++++ Selected text

American Born Chinese - Gene Luen Yang

"My momma says Chinese people eat dogs."
"Now be nice, Timmy! I'm sure Jin doesn't do that! In fact, Jin's family probably stopped that sort of thing as soon as they came to the United States!"

In the third grade, Jin Wang moved from his home near Chinatown, and went from having several Chinese friends to being the only Chinese kid in school. (Unless you count Suzy Nakamura ... who is, of course, Japanese.) Jin is suddenly confronted with stereotypes and prejudice, a situation which isn't helped when Wei-Chen Sun shows up a few months later.

The Monkey King of Flower-Fruit Mountain is ridiculed by the rest of the deities because he's a monkey, and so he gives them a good beating with his kung-fu. Then he sheds his monkey appearance and dubs himself the Great Sage, seeking to be recognized as a deity. He's got an uphill battle to fight.

++++++++
++++ Records provided

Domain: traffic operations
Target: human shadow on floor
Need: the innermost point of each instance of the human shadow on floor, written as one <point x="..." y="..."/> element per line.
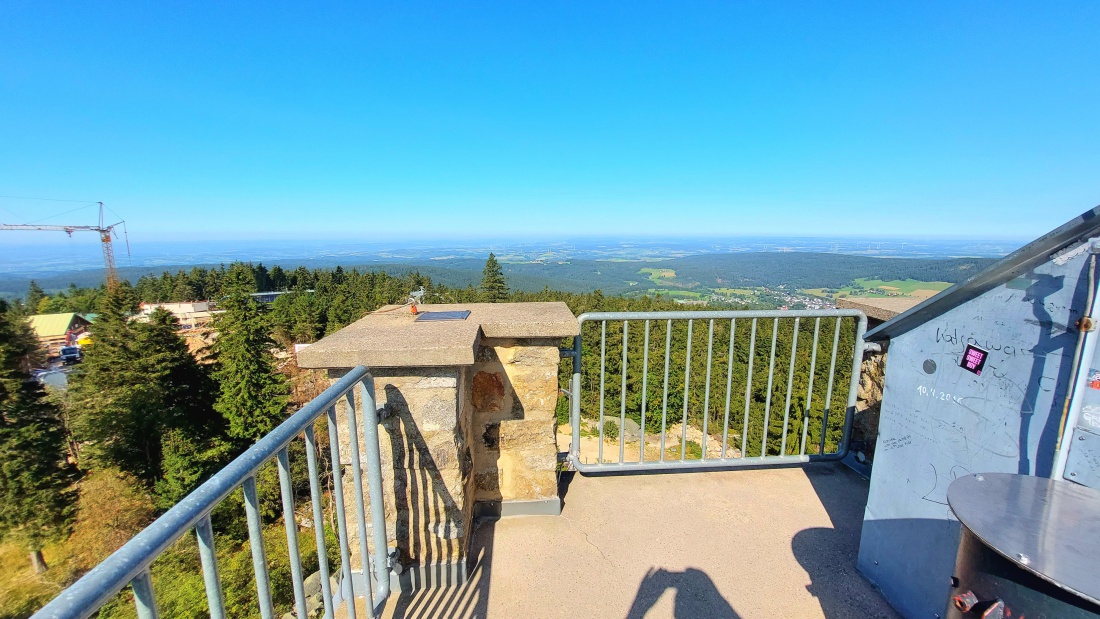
<point x="828" y="553"/>
<point x="695" y="595"/>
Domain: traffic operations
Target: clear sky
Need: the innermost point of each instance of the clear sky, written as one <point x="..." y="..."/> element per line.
<point x="353" y="120"/>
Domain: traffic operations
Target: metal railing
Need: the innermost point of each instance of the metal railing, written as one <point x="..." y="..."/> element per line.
<point x="738" y="347"/>
<point x="130" y="565"/>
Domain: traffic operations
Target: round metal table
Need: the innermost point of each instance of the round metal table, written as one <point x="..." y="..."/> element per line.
<point x="1030" y="546"/>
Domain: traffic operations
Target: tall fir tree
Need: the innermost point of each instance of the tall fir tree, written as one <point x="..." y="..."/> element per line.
<point x="138" y="383"/>
<point x="493" y="288"/>
<point x="253" y="395"/>
<point x="36" y="495"/>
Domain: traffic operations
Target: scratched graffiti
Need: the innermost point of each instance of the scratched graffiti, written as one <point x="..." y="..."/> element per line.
<point x="897" y="442"/>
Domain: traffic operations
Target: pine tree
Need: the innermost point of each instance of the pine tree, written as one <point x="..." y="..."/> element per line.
<point x="253" y="394"/>
<point x="138" y="383"/>
<point x="36" y="495"/>
<point x="493" y="289"/>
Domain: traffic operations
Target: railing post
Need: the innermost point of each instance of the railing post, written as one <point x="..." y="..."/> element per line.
<point x="374" y="479"/>
<point x="209" y="560"/>
<point x="144" y="599"/>
<point x="574" y="417"/>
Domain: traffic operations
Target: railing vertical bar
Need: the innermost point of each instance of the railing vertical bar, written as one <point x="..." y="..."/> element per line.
<point x="209" y="560"/>
<point x="729" y="386"/>
<point x="645" y="376"/>
<point x="828" y="391"/>
<point x="603" y="374"/>
<point x="664" y="406"/>
<point x="374" y="481"/>
<point x="748" y="389"/>
<point x="575" y="399"/>
<point x="810" y="389"/>
<point x="347" y="586"/>
<point x="683" y="427"/>
<point x="144" y="600"/>
<point x="790" y="386"/>
<point x="256" y="541"/>
<point x="771" y="375"/>
<point x="315" y="496"/>
<point x="706" y="390"/>
<point x="356" y="474"/>
<point x="623" y="396"/>
<point x="292" y="530"/>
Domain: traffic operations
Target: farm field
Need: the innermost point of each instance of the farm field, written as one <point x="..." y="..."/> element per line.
<point x="872" y="288"/>
<point x="657" y="274"/>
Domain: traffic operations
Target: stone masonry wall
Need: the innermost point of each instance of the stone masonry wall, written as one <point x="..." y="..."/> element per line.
<point x="513" y="396"/>
<point x="425" y="466"/>
<point x="865" y="429"/>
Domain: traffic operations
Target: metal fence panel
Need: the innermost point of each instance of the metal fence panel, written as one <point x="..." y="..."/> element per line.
<point x="694" y="371"/>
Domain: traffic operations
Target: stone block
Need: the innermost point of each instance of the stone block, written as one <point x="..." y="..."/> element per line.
<point x="523" y="434"/>
<point x="487" y="393"/>
<point x="520" y="483"/>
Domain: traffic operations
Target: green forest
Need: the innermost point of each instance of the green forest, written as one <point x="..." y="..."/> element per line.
<point x="792" y="269"/>
<point x="145" y="419"/>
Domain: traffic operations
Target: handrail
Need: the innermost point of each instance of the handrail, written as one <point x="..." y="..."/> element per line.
<point x="735" y="456"/>
<point x="130" y="563"/>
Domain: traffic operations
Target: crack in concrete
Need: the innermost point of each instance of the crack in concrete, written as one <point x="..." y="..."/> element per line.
<point x="585" y="533"/>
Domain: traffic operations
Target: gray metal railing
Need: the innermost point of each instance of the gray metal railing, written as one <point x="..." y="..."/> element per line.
<point x="639" y="380"/>
<point x="130" y="565"/>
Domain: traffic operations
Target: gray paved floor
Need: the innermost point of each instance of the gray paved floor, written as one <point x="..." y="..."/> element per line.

++++++++

Pick up the description of American Born Chinese after its last sentence and carry it further. The records come from a different source than the text.

Danny's an all-American boy who dreads visits from his cousin Chin-Kee, the ultimate Chinese stereotype. He mixes his Ls and Rs and talks about binding the feet of the "pletty Amellican girl wiff bountiful Amellican bosom." He comes to visit every year and ruins Danny's social life, and then Danny flees to a new school.

Yang masterfully jumps between these three tales and then weaves them together in an unexpected twist. He exposes stereotypes about Asian Americans and plays with them at the same time. The illustrations are excellent, with bold lines and a cartoony quality that's especially great for the Monkey King sequences. Jin's predicaments were particularly poignant to me; he wants so much to be "American" but thinks he needs to stop being Chinese to do so.

I really enjoyed this book, and I might need to get myself a copy eventually.